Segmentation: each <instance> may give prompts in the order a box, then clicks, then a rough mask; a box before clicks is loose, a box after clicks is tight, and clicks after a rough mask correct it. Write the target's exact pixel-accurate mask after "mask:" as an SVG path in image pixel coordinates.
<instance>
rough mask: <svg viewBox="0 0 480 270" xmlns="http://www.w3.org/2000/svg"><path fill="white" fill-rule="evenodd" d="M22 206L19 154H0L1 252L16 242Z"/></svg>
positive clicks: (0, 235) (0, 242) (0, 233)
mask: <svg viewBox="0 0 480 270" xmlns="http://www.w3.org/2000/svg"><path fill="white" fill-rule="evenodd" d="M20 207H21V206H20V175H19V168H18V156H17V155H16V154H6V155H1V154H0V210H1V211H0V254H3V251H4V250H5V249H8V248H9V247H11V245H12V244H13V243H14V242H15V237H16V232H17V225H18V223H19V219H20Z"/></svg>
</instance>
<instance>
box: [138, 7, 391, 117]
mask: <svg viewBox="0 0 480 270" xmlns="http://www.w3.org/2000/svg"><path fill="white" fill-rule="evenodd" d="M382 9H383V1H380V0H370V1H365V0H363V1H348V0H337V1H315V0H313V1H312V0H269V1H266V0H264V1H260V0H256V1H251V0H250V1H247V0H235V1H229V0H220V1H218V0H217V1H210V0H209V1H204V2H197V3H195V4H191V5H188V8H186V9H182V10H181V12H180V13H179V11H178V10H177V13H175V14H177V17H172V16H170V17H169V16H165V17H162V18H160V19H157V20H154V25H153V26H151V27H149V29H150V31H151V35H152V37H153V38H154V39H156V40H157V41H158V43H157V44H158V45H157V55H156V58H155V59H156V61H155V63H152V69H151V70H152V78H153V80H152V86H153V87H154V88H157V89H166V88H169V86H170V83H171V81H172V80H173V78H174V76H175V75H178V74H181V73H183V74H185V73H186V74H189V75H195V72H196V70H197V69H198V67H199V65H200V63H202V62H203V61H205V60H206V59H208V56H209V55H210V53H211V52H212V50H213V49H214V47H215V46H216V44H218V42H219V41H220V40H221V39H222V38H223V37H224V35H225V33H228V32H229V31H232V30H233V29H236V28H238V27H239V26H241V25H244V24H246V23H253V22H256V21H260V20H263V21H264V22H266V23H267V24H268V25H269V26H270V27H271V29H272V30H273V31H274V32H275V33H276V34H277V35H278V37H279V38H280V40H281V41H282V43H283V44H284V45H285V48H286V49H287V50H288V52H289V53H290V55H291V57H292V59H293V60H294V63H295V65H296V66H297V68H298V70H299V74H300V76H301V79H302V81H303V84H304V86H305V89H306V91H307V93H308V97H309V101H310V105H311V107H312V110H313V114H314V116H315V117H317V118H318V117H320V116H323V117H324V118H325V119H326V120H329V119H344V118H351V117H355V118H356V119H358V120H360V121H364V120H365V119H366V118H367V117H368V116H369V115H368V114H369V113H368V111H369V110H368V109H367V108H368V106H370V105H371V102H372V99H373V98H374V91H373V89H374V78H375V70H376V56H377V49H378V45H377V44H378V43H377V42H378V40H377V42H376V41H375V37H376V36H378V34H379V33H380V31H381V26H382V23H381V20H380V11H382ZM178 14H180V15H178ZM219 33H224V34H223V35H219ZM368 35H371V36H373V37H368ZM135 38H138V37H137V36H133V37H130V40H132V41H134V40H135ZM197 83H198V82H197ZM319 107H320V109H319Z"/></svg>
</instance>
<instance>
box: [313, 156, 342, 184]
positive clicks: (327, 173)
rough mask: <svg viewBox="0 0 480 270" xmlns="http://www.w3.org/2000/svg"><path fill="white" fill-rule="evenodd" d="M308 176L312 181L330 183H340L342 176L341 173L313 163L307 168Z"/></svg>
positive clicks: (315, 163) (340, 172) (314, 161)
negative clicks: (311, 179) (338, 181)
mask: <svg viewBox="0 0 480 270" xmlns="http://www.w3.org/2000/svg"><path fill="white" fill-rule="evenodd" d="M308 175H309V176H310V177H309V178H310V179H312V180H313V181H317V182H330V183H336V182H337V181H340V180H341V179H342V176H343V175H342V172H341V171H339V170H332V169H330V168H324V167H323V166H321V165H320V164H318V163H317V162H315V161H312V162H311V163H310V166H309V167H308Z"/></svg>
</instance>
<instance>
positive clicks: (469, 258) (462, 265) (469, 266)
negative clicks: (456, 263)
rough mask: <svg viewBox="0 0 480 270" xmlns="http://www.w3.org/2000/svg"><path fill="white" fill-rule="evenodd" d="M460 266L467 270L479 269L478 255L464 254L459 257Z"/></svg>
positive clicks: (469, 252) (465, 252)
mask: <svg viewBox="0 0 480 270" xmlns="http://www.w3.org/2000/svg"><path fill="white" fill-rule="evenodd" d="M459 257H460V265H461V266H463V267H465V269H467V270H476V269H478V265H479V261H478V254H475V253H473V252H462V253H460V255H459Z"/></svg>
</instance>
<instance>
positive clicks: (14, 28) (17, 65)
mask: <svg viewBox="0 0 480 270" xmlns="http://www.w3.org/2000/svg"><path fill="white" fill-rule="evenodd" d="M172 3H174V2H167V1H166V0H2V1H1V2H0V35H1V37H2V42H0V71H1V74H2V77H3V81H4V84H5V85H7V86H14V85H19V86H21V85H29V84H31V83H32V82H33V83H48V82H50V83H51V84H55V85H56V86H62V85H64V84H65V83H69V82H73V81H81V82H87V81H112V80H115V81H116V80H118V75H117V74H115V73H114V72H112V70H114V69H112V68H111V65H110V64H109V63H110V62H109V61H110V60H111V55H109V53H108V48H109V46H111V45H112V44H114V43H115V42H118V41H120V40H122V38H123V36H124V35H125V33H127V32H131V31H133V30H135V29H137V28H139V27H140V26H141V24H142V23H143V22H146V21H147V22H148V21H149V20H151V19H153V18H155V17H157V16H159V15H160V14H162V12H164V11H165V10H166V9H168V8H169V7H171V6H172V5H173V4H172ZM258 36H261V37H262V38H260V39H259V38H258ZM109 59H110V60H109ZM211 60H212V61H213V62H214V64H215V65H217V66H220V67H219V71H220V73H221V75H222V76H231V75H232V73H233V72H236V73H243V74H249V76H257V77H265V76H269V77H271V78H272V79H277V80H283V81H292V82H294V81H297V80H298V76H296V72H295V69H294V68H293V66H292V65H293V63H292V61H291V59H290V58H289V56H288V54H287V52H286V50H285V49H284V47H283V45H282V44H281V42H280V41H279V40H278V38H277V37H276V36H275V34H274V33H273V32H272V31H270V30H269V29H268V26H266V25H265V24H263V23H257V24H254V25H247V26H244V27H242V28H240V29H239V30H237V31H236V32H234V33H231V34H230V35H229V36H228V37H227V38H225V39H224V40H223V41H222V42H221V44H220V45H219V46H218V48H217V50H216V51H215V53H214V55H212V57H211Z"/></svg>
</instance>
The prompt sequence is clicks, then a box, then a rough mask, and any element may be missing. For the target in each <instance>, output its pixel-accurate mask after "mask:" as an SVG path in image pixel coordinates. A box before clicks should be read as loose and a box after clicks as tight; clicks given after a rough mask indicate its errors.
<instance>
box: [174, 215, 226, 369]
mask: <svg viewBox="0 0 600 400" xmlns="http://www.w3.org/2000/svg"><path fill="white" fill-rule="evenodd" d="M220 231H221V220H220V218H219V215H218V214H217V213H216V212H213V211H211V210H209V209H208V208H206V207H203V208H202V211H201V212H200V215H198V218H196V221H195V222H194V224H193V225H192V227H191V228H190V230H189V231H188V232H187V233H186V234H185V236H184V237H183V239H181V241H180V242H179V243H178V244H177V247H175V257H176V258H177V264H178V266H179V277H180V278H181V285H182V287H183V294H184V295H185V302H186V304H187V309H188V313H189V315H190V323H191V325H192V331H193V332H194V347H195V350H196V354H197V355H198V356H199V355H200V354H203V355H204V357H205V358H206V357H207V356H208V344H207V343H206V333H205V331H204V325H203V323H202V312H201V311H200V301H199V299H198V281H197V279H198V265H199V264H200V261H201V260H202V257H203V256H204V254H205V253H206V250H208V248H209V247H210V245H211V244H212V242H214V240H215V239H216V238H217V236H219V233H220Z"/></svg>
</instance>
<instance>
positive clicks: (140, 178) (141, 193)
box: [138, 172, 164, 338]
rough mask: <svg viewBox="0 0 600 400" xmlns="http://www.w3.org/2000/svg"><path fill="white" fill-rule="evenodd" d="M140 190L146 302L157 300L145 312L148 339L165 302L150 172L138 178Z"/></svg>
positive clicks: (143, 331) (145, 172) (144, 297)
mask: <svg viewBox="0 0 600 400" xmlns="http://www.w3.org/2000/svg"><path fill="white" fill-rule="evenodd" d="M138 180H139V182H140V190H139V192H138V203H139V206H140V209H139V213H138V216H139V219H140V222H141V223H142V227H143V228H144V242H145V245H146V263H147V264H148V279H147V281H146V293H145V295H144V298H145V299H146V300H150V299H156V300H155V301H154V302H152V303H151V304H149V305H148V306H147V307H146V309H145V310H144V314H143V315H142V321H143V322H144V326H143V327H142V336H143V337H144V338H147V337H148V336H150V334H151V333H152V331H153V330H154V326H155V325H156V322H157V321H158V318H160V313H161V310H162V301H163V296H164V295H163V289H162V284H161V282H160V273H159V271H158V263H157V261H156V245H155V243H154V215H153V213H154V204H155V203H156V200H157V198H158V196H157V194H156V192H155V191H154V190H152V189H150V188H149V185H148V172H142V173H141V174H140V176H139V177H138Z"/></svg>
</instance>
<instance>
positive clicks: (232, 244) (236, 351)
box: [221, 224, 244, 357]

·····

Only the lines from the opening of the material through the line with "206L19 154H0L1 252L16" should be echoed, exactly as written.

** RESULT OF THIS TASK **
Segmentation: each <instance> may give prompts in the order a box, then clicks, then a rough mask; a box before clicks is loose, a box after clicks is tight, and clicks after a rough mask correct it. Write the target's exact pixel-accurate mask after "mask:" as an SVG path in image pixel coordinates.
<instance>
rough mask: <svg viewBox="0 0 480 270" xmlns="http://www.w3.org/2000/svg"><path fill="white" fill-rule="evenodd" d="M22 206L19 154H0L1 252L16 242Z"/></svg>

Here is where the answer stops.